**Instructions to follow**
Leave out the pictures. Return every record otherwise untouched.

**Data listing**
# # # # #

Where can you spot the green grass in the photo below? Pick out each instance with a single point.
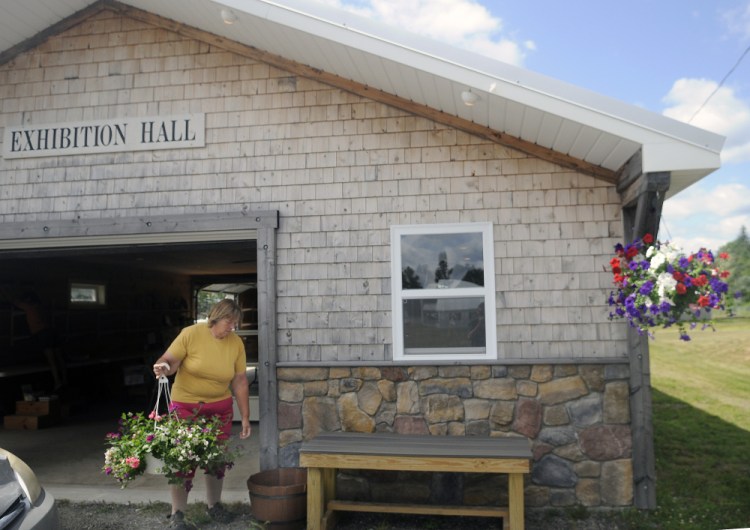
(701, 400)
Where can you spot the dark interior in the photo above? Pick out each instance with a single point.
(103, 350)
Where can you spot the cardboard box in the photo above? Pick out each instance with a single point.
(28, 423)
(38, 408)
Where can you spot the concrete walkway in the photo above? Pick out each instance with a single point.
(68, 459)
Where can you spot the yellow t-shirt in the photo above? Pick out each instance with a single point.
(208, 364)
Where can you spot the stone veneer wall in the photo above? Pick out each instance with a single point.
(576, 416)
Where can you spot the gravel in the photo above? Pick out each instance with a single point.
(153, 516)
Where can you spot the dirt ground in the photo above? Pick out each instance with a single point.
(153, 516)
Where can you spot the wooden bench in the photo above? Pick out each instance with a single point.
(328, 452)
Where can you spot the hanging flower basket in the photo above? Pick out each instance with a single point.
(658, 285)
(166, 445)
(154, 465)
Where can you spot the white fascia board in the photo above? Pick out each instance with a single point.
(670, 156)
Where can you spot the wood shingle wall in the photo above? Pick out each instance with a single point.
(340, 169)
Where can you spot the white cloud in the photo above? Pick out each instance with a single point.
(738, 20)
(700, 217)
(725, 113)
(462, 23)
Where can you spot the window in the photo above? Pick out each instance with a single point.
(443, 282)
(87, 294)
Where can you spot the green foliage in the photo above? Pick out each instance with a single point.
(206, 300)
(739, 265)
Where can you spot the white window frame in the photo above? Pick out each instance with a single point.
(487, 292)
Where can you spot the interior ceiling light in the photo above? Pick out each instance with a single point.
(228, 16)
(469, 98)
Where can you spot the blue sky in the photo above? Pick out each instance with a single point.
(667, 56)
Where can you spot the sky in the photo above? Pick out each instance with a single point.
(686, 59)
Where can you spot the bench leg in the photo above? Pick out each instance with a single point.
(515, 501)
(315, 501)
(328, 477)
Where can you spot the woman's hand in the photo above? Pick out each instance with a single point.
(165, 365)
(161, 369)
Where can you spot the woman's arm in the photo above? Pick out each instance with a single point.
(167, 364)
(241, 392)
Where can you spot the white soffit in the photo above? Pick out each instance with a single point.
(541, 110)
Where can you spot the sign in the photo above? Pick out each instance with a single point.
(105, 136)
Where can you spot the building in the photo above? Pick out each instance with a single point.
(151, 148)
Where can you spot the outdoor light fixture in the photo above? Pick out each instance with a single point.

# # # # #

**Answer section**
Where can you spot the green grass in the photo below? Pick out each instance with a single point.
(701, 400)
Where can you spot the dark interior in the photo above? Pick out each instance with a single point.
(103, 350)
Where can you spot the cardboard box in the photo above? Pick out each instance with a single point.
(28, 423)
(38, 408)
Where can you spot the concrete walkway in the photo above? Pick out each instance with a single point.
(68, 459)
Where can you spot the yellow t-shirt in the photo above? Pick out each instance with a single point.
(208, 364)
Where can you spot the stone veneer wall in the photo above? Pick out each instance with a single point.
(576, 416)
Where can you spot the gravel in the photo above? Pick out each instance with a single point.
(153, 516)
Where can you spot the dirt ground in the photo above? Pick out each instance with a single point.
(153, 516)
Where can you spot the wooden bench in the photo above? Pick out each instance with a single point.
(328, 452)
Where can you spot the hanging flower basket in the photo above? Pick out each instance with a single point.
(658, 285)
(166, 445)
(154, 465)
Where can you spot the white fascia board in the photo above? Pick out each instance with a single point.
(670, 156)
Where can you spot the wood shingle wall in the photo above? Pick out each instance with a single point.
(340, 169)
Where can you spot the white cloud in the photo above? Pick out each instance with a single point.
(738, 20)
(700, 217)
(725, 113)
(462, 23)
Where can you spot the window in the photo above? Pick out each instance with a single point.
(443, 282)
(87, 294)
Where can you spot the green foliage in the photo above? Pick out each instance with a single point.
(206, 300)
(739, 265)
Where can you spot the white window frame in the photo above? Pick out each instance with a single point.
(487, 292)
Where can you spot the interior ceiling light in the photo above? Pick out each instance with a single point.
(228, 16)
(469, 98)
Where can you spot the blue sky in the photo above? Pick out each instance with a single point.
(667, 56)
Where can you spot the sky in the photo above? Pick out each instance with a single point.
(686, 59)
Where can you spot the bench leg in the photo above? Pick out each instance with a single point.
(515, 501)
(315, 501)
(328, 477)
Where can you spot the woman's hand in the photo above? Pick out each instance with a single point.
(165, 365)
(161, 369)
Where can you spot the woman's arm in the photo above? Pick out each instance with a single point.
(167, 364)
(241, 392)
Where can you spot the white soffit in the photo above? Pick out each instance with a single point.
(541, 110)
Where can you spot the sign in the photo above? Pick out each instance with a single point.
(105, 136)
Where can you spot the building in the photo above? Pick out each instance with a single point.
(151, 148)
Where can you spot the outdoor light fixture in the photo above? Pick out each instance with a single point.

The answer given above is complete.